● Activity:
In the interview below about value-based care at Northern Regional Hospital, what year did the hospital partner with CHESS Health Solutions?

Transforming Healthcare Together: Northern Regional Hospital Pt.1

Emily Volk - Value based Care at Northern Regional Hospital

Northern Regional Hospital (NRH) is an independent nonprofit healthcare network and 133-bed hospital serving the citizens of Mount Airy and the surrounding region. After two years with a different ACO and a year of managing its own value-based contracts, NRH partnered with CHESS Health Solutions in 2019. Being a small organization, one of its early challenges was aggregating the necessary data to identify who needs care and what care they need. Through its partnership with CHESS, NRH gained access to a population health platform that seamlessly aggregates clinical and claims data, enabling NRH to focus time and energy on patient care.

Learn more about this journey to value from Emily Volk, Manager of Quality Management at Northern Regional Hospital.

What challenges have you experienced in implementing value-based care, and how have you overcome those challenges?

The first challenge in value-based care is knowing which patients are yours and being able to find out what their needs and care gaps are. Working with an organization, like CHESS, helps us identify those patients easily because they are interfacing with the payer. CHESS is sending us our rosters and we can investigate to find out where our patients are, who is seeing them, and what kind of care they need. Initially, that was a struggle.

The other struggle is helping people understand what value-based care is because it is such a shift from the fee-for-service world. So just helping providers, staff, and patients understand value-based care. Patients are very appreciative of the shift because they are getting more attention to their needs. We’re looking at the whole patient rather than just “I’ve got a cold,” or “I have precursors to cancer.” To overcome that, patient education, provider education, and staff education have been helpful. And that’s another area where CHESS has jumped right in and helped. Our previous experience with ACO providers was not that way. But with CHESS we have onsite education for our providers, virtual education, a lot of print materials and things that we can send to them. That’s been a huge help with those challenges.

How have you found practicing value-based care to be beneficial to the patients?

The biggest benefit of value-based care is looking at each individual patient’s situation to see what gaps exist in their care and helping them find what they need. Not only care gaps, like breast cancer or colon cancer screening, but also any social gaps.

A lot of our patients at NRH have financial issues. They have trouble paying for their medications, affording their doctor visits, or securing transportation. Being able to focus on those social drivers through value-based care has enhanced the patient experience and given us an opportunity to interface with patients as people, not just as the 9 o’clock who is coming in for their annual wellness visit.

Value-based care has changed the way patients perceive the care they are receiving from their providers. They are experiencing more comprehensive visits and getting to know the staff that help them with some of those daily issues they have with accessing care.

How does your organization address health disparities and social determinants of health in your population health programs?

Social determinants of health, as new as it seems, is something we have always addressed at Northern, but now we are focusing more on it with regulatory agencies bringing it to the forefront. We have begun more specific screenings for patients, both in the acute environment, like the hospital, and in our ambulatory practices. We make sure we’re capturing the same information on all our patients, helping us provide more targeted resources.

Transportation is an issue in our area and with our patient population. And then of course, like many places across the nation, financial difficulty is an issue. We have taken that information, gathered it in our EMR, and then utilized it in our care coordination department. Any patients who are higher-risk patients, maybe because of their diagnosis, who also report barriers to care because of social determinants, we reach out to them with education. We make sure they’re able to follow-up with their primary care doctor and can access their medications. It’s really helped us to focus our efforts on the highest-risk patients.

● Provided information:
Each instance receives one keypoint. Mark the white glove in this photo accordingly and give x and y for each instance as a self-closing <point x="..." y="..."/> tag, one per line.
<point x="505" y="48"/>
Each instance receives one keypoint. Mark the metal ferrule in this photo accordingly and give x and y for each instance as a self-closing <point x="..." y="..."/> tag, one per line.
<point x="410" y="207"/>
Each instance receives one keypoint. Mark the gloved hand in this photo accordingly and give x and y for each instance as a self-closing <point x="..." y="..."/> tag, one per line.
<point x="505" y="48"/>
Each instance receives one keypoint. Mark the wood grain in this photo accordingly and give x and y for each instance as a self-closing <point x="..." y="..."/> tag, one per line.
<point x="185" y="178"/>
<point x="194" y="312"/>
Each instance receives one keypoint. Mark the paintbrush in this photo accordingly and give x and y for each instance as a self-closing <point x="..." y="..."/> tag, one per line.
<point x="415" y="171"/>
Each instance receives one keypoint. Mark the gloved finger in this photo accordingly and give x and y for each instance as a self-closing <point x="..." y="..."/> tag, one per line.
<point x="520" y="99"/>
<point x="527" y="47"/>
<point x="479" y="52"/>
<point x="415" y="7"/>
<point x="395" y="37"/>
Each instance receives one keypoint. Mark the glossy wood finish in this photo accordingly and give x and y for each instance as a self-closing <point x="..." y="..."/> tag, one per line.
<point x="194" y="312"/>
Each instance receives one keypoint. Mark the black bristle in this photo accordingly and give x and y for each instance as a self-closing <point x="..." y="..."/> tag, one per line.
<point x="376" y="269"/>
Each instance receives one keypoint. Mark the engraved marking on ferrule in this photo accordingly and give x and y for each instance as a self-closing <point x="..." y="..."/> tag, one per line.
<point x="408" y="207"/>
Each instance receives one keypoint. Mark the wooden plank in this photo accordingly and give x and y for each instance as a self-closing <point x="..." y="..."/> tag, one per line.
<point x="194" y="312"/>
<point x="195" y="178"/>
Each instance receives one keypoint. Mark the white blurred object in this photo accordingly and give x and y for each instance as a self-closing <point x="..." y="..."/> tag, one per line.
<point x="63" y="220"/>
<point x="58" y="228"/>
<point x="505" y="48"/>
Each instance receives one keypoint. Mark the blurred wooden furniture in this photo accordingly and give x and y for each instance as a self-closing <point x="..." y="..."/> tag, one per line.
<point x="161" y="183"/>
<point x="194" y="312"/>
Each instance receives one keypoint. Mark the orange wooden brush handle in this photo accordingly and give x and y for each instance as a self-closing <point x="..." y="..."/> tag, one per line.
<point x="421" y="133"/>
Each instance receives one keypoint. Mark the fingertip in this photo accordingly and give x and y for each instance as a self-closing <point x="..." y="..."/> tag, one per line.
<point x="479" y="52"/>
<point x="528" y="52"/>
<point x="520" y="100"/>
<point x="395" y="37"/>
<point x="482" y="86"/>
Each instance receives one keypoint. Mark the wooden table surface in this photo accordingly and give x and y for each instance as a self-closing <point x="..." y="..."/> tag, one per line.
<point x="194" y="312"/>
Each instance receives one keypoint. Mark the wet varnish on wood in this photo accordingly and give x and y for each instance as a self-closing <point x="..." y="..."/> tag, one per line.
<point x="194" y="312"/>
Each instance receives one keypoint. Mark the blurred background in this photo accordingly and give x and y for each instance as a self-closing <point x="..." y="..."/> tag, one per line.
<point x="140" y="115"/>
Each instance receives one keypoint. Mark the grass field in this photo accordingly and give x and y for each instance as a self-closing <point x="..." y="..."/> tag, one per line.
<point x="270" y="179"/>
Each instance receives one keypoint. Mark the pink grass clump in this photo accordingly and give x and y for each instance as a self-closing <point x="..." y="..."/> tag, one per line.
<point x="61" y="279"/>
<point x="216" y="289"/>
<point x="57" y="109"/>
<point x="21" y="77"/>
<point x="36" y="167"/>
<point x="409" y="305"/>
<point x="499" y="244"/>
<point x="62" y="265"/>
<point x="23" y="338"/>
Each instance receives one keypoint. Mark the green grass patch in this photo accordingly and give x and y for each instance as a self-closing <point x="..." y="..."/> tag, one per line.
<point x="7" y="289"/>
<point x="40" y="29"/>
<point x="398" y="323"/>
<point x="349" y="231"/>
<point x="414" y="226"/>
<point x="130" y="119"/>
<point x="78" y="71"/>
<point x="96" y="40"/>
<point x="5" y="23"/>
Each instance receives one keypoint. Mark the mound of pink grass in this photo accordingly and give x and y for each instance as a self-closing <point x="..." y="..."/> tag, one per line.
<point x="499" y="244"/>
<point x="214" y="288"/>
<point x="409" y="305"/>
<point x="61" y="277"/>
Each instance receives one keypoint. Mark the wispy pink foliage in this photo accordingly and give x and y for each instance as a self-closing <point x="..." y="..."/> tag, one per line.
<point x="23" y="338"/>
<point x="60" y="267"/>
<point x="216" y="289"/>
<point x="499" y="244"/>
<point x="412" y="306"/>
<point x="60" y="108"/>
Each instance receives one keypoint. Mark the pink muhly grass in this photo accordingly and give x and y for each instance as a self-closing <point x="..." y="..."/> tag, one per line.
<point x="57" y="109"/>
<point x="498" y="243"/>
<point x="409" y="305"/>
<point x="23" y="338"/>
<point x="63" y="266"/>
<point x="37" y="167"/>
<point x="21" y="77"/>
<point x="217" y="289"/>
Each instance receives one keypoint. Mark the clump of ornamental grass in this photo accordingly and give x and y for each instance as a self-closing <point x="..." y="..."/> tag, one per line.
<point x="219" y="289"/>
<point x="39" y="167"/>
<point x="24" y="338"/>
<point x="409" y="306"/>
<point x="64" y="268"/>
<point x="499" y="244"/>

● Solution:
2019